## SET TASKS:
- a) List every place the review of Pham's essays names as a stop in her travels.
- b) Continue the review of Pham's essays from the point where it stops.
== SELECTED EXTRACT ==
So far there was no indication of music playing more than a walk-on role in the narratives. The first essay was called “On Running.” I, too, run. Certain pop songs surface amidst the Art of the subtitle: but it’s visual art, much of it belonging to the category dubbed ‘modern,’ and Pham’s response to it, that takes center stage. Having studied art at Yale and immersed herself in opportunities and ways of creating through people she met there, she is understandably and uniquely predisposed to meditate on the impact of a museum visit, an installation, a single work.

As a so-called fan of modern visual art myself, though often not feeling in a position to appreciate it down to its molecular elements, I was by turns comforted, affirmed, and blown away by her observations. I learned about artists I had never heard of (Cerith Wyn Evans, Louise Bourgeois, James Turrell) and learned more about artists I had heard of (Agnes Martin, John Baldessari, Roy DeCarava). These artist biographies and works and stories are bound up in Pham’s travels: a painting studio in Provence, a chaotic daily existence in New York, a writing retreat in Taos, a vacation to Mexico City, a sponsored art festival in Shanghai. It is nice to have places, and dates, and things, to match names to.

Dates especially. She chronicles her own life and development with specific years and months, years and months whose significance overlaps for me, because I am a few years younger than she is and was also grappling with difficult cusp-of-maturity truths at those times. I’m still trying to divest myself of the compulsive comparisons—they never do any good—but I felt close to her for some of the desires that took hold of us at similar ages, some of the things we got involved in, some of the things that befell us, some of the things we fell for.

The Intimacy half of the subtitle was distinctly more foreign. Yet she renders her intimate experiences comprehensible to someone with a pretty short record. In her accounts of dating, sex, BDSM, I could scarcely wrap my head around the layer upon layer of complications she was confronted with while her personhood was still forming. Desire was difficult enough for me. What one-of-a-kind suffering did it mean for her?
===
== DATA EXCERPT ==
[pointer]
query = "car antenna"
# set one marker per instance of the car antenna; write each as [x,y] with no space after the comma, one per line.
===
## ANSWERS BELOW:
- a) Provence, New York, Taos, Mexico City, Shanghai

- b)
And my heart ached for her at points, though it never broke. Because she is not broken. A broken person could not write, for her parting line, “I opened the door.”

Art and intimacy always make sense together, the way I see it. I learned early on to approach intimacy through shared encounters of art. (Why yes, I do spend time in museums fantasizing about my fellow museum-goers. How could such a setting not be deeply romantic?) Reading someone from a different background, with different training, whose approach was nonetheless similar, stirred me up. I was struck by her descriptions of other art forms besides visual, how she uses the act of writing to “pull a sieve through the disorganized world.” She refers to a “hierarchy” of fine arts in the midst of expressing a wish to be a musician. I never thought to rank these practices in any definitive way; at the end of her story I’m even less inclined to. I think Pham disproves her own idea by discussing nightclub dancing with the same reverence she gives photography and drawing. You do the art that speaks to you, through you. Every medium deserves to be celebrated, platformed, and taken seriously—that is, legitimately and joyfully.

She relies on small word-motifs (Wortmotif, I guess the people in my immediate vicinity would say) to bind the essays together, to justify their collection: the “hot liquid” sensation of getting lost in love, the “blue place” of distance, the “dark vessels” that can be both person and object, presence and absence. Her writer’s words are shot through with an artist’s impulse. It all made me wonder, not for the first time, what it would be like to study art. Like, for a grade. Like, for a job.

The titles she gives her essays are also intentional, which sounds perfectly obvious, but it’s wonderful to draw out the significance of each as it goes on. “Blue” dwells on travel and movement; but it was not lost on me, a Joni Mitchell devotee, that Pham later analyzes “A Case of You” (albeit not Joni’s version), which appears on the album Blue. At one time, Joni considered herself a painter first.

The rest of her words, ordered in the way they are, wield their own pull. After reading “It’s too much; I’m too much” in the essay “Crush,” I had to pause, regroup, recoup. The specific situation she was talking about almost didn’t matter. Great nonfiction—maybe great writing in general—both reveals the author to you and reveals you to yourself. In this respect Pham has given me much more than I bargained for.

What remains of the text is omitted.